→ EXTRACTED DATA
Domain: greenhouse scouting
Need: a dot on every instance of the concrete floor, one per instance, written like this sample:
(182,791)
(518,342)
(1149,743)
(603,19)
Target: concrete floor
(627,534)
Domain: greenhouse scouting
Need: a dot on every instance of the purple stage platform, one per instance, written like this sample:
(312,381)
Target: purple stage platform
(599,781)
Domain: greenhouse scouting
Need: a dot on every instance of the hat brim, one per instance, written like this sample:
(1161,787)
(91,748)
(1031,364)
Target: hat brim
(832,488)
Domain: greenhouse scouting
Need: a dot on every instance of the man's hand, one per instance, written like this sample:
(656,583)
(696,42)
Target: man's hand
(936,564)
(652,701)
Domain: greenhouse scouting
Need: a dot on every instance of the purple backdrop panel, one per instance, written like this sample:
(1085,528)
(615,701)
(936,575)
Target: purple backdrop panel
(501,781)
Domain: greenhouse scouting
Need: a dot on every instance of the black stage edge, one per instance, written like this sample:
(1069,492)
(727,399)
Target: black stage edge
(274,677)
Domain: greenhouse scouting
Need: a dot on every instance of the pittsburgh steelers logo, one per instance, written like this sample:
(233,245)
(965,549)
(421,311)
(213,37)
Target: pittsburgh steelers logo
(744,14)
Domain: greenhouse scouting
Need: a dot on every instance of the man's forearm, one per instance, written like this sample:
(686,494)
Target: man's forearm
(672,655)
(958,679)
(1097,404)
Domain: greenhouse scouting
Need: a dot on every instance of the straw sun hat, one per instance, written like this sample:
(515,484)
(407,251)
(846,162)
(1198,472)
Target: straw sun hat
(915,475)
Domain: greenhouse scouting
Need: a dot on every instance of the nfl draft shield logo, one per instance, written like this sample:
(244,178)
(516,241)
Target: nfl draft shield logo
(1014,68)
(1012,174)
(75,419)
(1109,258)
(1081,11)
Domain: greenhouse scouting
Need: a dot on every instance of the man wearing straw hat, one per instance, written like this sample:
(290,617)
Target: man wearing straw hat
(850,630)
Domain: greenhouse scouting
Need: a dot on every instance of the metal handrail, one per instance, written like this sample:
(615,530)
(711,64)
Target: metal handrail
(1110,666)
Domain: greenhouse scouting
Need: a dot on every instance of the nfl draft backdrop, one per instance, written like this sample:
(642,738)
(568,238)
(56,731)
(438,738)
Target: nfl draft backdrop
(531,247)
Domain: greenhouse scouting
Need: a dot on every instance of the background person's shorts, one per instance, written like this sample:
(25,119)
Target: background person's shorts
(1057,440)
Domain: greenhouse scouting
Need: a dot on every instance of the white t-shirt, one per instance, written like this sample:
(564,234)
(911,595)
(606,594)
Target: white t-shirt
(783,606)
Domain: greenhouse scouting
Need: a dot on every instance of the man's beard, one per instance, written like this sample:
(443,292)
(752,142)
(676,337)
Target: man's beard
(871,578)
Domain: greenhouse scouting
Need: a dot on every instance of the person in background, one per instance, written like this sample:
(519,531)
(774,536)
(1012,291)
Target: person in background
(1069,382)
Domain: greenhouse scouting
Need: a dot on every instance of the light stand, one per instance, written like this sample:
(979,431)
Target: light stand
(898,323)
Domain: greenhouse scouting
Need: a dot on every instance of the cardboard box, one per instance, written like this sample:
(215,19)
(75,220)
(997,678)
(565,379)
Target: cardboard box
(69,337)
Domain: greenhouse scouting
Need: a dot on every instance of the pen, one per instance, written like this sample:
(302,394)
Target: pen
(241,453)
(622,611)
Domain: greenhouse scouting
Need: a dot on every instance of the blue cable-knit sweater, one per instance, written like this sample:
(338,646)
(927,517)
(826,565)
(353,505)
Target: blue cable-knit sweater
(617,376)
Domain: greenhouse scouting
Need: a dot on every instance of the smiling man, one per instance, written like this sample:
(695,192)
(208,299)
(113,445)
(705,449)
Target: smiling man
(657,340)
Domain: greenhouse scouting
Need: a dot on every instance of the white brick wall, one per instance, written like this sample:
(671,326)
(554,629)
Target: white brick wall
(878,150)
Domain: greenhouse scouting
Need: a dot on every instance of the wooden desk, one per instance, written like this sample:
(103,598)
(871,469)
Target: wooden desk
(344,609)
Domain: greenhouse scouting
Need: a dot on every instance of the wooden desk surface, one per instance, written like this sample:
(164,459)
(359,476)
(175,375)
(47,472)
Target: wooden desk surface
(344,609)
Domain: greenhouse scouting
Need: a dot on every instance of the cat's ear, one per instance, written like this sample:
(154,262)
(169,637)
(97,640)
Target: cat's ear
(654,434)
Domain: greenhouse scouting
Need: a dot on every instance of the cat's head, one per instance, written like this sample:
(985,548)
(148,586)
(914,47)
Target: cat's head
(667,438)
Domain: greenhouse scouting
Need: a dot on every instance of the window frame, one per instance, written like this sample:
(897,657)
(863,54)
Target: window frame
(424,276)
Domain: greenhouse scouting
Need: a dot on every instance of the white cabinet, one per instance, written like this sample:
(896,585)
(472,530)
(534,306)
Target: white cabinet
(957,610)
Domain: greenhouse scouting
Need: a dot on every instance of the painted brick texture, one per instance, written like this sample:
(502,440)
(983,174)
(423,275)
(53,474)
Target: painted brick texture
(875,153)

→ AIM OF THE TASK
Every line of the material above should be transcribed as it stands.

→ OUTPUT OF THE TASK
Domain: greenhouse scouting
Need: a dot on every instance of the concrete floor, one per instance, written like this sample:
(182,791)
(518,342)
(1149,743)
(603,19)
Target: concrete floor
(627,534)
Domain: greenhouse scouting
Need: a dot on every instance of the purple stage platform, one per instance, written like this sample:
(312,381)
Target: purple stage platform
(599,781)
Domain: greenhouse scouting
Need: a dot on every instance of the hat brim, one per instance, written like this sample:
(1161,787)
(91,748)
(1031,364)
Target: hat brim
(832,488)
Domain: greenhouse scouting
Need: a dot on every instance of the man's hand, one per instance, written like this sample:
(656,583)
(696,42)
Target: man's hand
(936,564)
(652,701)
Domain: greenhouse scouting
Need: a dot on every instance of the purple backdrop panel, one per instance, written like this sample:
(1085,528)
(615,701)
(936,575)
Target: purple backdrop panel
(501,781)
Domain: greenhouse scouting
Need: a dot on every instance of the black stage edge, one per instance, written like this sample:
(1069,492)
(727,399)
Target: black stage edge
(274,677)
Domain: greenhouse scouting
Need: a dot on every instance of the pittsburgh steelers logo, one per instance, written like this sample:
(233,245)
(965,549)
(421,311)
(213,37)
Target: pittsburgh steelers logo
(744,14)
Domain: greenhouse scouting
Need: a dot on every instance of the man's forearm, one per instance, written like this sample:
(686,494)
Target: man's forearm
(672,655)
(958,679)
(1097,404)
Domain: greenhouse scouting
Need: a dot on every instance of the straw sun hat, one per instance, written like this sample:
(515,484)
(407,251)
(846,162)
(1198,472)
Target: straw sun hat
(915,475)
Domain: greenhouse scouting
Need: a dot on every instance of the nfl draft shield logo, one per instance, written like this sample:
(244,178)
(516,241)
Target: nfl draft shield logo
(1014,68)
(1012,174)
(75,419)
(1109,258)
(1081,11)
Domain: greenhouse scouting
Need: a dot on every instance of the man wearing straw hat, one per instance, written like this sample:
(290,617)
Target: man wearing straw hat
(850,630)
Domain: greenhouse scouting
Need: a dot on every instance of the metal handrail, one per instance, written like this sample:
(615,530)
(711,64)
Target: metal handrail
(1110,666)
Domain: greenhouse scouting
Need: a dot on every instance of the nfl draft backdrop, one per instance, written like this sample:
(642,738)
(568,238)
(56,731)
(438,738)
Target: nfl draft backdrop
(531,247)
Domain: greenhouse scouting
Need: a dot on every instance of the background person's shorts, one per instance, written like this sample:
(25,119)
Target: background person's shorts
(1057,440)
Domain: greenhouse scouting
Need: a dot on every instance of the white t-shirt, one per instance, written like this sample:
(564,234)
(911,595)
(606,594)
Target: white t-shirt
(783,606)
Domain: greenhouse scouting
Need: a dot on every instance of the man's beard, one per instance, written like this sample:
(443,292)
(752,142)
(676,337)
Target: man's beard
(871,578)
Domain: greenhouse scouting
Need: a dot on every instance of the person in background, one per instance, written like this sample:
(519,531)
(774,536)
(1012,291)
Target: person in background
(1069,382)
Domain: greenhouse scouting
Need: a dot on every instance of the light stand, one per instance, written like this sample:
(979,431)
Target: light stand
(898,323)
Domain: greenhouse scouting
Need: a dot on every instance of the cardboard box, one per instance, written like this sample:
(215,19)
(75,220)
(997,678)
(565,379)
Target: cardboard box
(69,337)
Domain: greenhouse scouting
Need: a dot on every instance of the pen, one per instance, written like this sample:
(302,394)
Target: pen
(241,453)
(622,611)
Domain: greenhouse scouting
Need: a dot on every instance of the blue cable-knit sweater, one per instance, written like this sample:
(338,646)
(927,517)
(826,565)
(353,505)
Target: blue cable-knit sweater
(617,376)
Domain: greenhouse scouting
Need: a dot on every instance of the smiling man, one per instance, written like this sample:
(695,192)
(208,299)
(113,445)
(705,449)
Target: smiling man
(657,340)
Domain: greenhouse scouting
Need: a dot on every instance of the white brick wall, one per instance, written like this sample:
(671,326)
(554,629)
Target: white brick wall
(878,150)
Domain: greenhouse scouting
Need: a dot on every instance of the wooden desk, one per instance, written like this sample:
(103,598)
(871,469)
Target: wooden desk
(344,609)
Domain: greenhouse scouting
Need: a dot on every instance of the wooden desk surface, one per instance, written like this sample:
(164,459)
(359,476)
(175,375)
(47,472)
Target: wooden desk surface
(344,609)
Domain: greenhouse scouting
Need: a dot on every instance of the cat's ear, one per instance, written like this sample:
(154,262)
(169,637)
(97,640)
Target: cat's ear
(654,434)
Domain: greenhouse scouting
Need: a dot on every instance of the cat's head, one per instance, written like this sample:
(985,548)
(148,586)
(914,47)
Target: cat's head
(667,438)
Domain: greenhouse scouting
Need: a dot on every instance of the window frame, one per instance, written like this sample:
(897,657)
(863,54)
Target: window frame
(424,276)
Domain: greenhouse scouting
Need: a dot on every instance of the white cabinet, one per instance, written like this sample:
(896,585)
(472,530)
(534,306)
Target: white cabinet
(957,610)
Domain: greenhouse scouting
Need: a dot on every instance of the painted brick texture, one per instance, written like this sample:
(502,440)
(983,174)
(423,275)
(53,474)
Target: painted brick texture
(875,153)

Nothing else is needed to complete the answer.